— BEGIN MATERIAL TO PROCESS —
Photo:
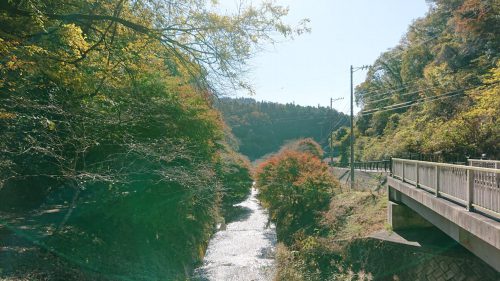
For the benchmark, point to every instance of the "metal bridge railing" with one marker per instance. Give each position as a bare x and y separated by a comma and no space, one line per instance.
475,188
382,165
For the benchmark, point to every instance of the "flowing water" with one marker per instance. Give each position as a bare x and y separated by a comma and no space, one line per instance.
242,250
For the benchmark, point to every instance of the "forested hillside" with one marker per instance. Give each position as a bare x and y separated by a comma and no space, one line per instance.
437,92
263,127
113,160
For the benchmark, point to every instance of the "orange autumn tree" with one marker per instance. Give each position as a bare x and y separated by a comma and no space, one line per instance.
295,186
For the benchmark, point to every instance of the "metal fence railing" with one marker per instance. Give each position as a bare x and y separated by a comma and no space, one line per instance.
470,186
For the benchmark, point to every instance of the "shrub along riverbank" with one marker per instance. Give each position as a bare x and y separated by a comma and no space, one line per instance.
316,221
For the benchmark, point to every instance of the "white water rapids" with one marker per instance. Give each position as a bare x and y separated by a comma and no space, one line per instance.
244,250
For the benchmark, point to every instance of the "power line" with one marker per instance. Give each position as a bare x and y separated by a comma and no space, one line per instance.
423,100
405,94
401,52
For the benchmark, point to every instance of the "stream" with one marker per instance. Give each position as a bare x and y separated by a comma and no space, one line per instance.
243,249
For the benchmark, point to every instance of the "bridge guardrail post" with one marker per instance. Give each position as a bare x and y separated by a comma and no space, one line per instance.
416,175
403,172
437,180
470,189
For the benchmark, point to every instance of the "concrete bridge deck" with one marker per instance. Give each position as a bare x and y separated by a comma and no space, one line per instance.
462,201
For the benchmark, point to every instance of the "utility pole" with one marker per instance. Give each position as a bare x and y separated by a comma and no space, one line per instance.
331,138
351,164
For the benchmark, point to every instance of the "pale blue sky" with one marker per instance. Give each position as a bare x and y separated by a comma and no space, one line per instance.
314,67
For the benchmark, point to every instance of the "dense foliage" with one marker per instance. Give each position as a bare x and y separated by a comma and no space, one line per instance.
438,91
263,127
110,147
295,186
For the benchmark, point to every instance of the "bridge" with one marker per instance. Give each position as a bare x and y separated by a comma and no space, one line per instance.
462,201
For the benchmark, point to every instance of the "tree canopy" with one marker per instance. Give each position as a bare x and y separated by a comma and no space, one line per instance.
427,95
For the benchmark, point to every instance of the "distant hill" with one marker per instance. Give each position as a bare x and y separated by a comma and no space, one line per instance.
263,127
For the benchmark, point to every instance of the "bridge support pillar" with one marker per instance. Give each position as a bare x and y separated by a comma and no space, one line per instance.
402,217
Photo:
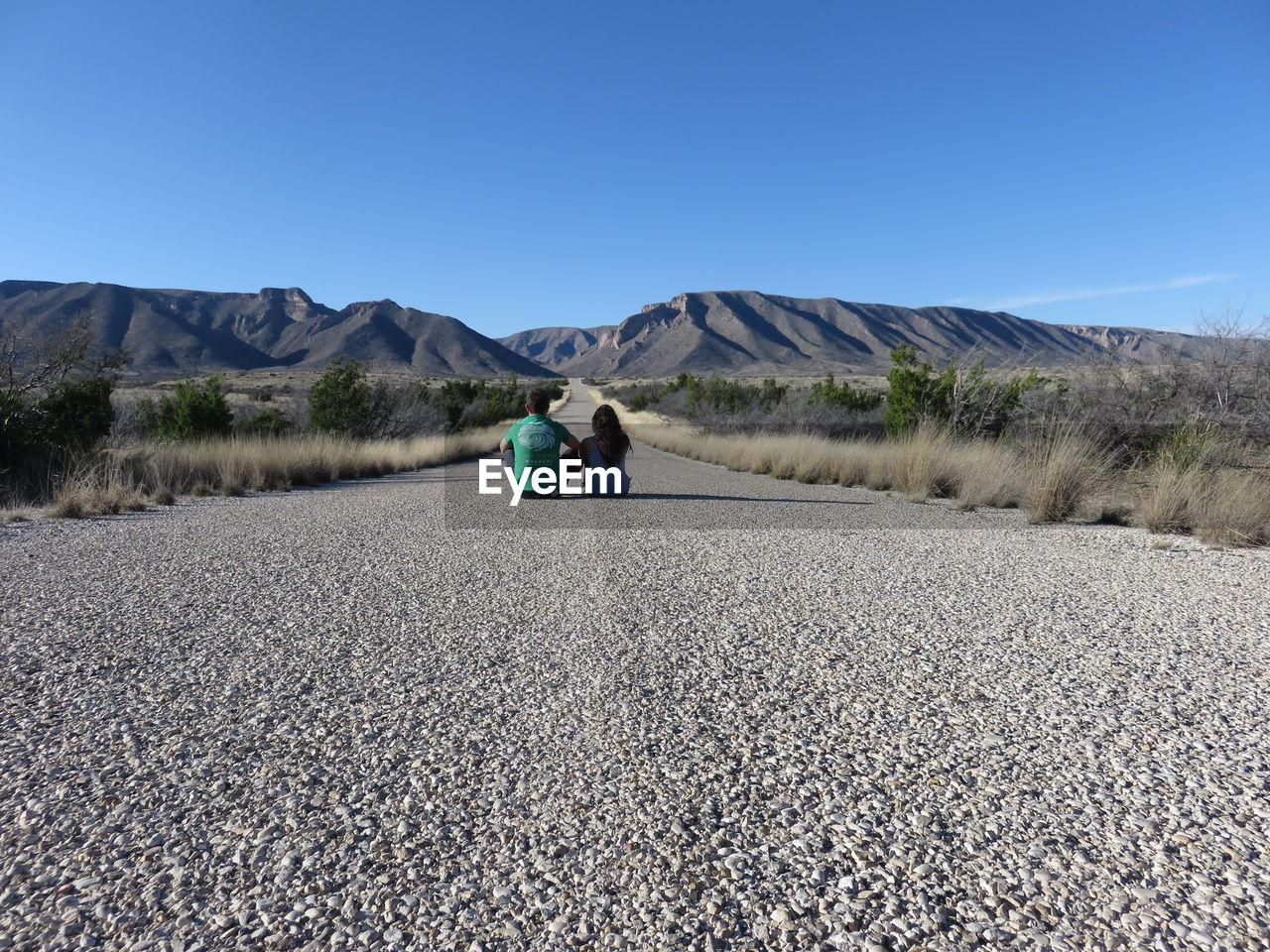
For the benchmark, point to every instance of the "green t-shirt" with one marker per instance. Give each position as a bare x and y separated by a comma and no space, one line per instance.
536,440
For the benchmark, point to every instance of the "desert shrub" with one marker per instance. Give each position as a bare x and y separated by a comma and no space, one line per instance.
194,411
270,421
841,395
962,399
75,414
340,400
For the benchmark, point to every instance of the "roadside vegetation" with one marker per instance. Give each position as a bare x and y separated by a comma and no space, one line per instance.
73,444
1178,448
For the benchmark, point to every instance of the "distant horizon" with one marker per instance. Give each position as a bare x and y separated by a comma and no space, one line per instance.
547,166
318,299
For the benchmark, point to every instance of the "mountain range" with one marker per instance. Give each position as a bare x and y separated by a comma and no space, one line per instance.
173,333
740,333
747,333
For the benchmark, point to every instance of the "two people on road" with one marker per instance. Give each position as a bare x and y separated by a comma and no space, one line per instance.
535,442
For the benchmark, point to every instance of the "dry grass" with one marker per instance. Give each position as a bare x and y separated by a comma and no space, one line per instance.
925,465
130,479
1062,477
157,474
1236,511
1062,472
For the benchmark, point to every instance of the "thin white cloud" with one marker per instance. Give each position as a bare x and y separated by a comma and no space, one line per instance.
1191,281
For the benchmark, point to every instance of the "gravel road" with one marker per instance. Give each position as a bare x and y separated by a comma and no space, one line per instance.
725,712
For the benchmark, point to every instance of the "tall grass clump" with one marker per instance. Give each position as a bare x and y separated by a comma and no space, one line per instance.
1062,470
1236,512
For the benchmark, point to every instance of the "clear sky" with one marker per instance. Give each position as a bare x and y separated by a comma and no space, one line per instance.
525,164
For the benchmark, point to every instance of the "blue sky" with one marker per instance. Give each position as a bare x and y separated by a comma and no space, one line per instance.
521,166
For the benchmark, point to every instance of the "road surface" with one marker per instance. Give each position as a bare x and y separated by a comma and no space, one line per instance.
725,712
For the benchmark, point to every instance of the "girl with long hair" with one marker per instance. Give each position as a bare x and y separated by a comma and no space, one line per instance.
607,447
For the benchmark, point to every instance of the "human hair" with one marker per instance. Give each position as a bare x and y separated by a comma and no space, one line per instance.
538,402
610,436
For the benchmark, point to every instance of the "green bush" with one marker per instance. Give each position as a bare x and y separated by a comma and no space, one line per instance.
962,400
193,412
270,421
340,400
76,413
842,395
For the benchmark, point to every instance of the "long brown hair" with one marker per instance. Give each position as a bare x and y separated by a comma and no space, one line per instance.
610,436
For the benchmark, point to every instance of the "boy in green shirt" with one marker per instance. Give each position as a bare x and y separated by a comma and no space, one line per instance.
536,439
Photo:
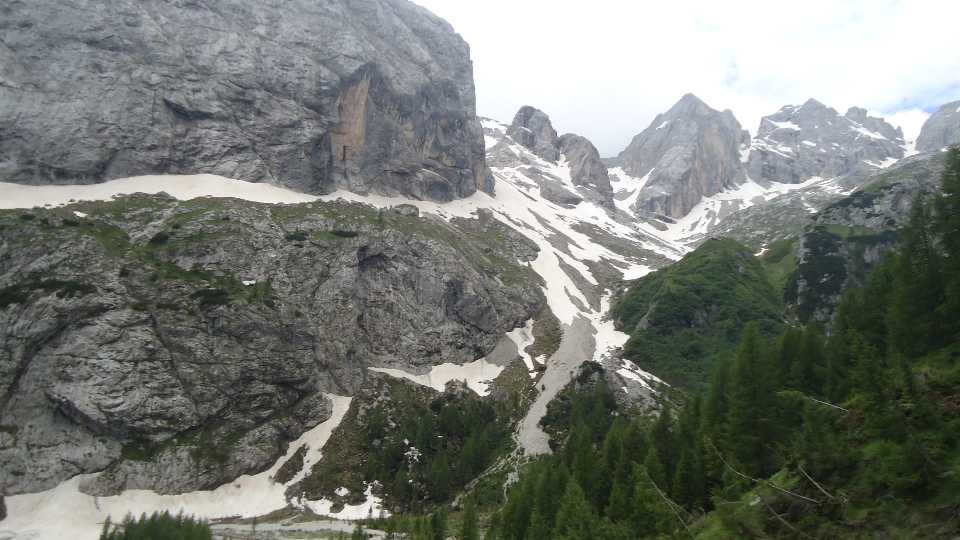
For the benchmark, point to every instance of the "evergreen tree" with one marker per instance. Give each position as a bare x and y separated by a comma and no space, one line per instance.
— END MATERIAL TO PROCESS —
**YOUR TASK**
Count how many lines in the records above contain the string "shrub". Reply with the number alone.

**THE SOLUTION**
2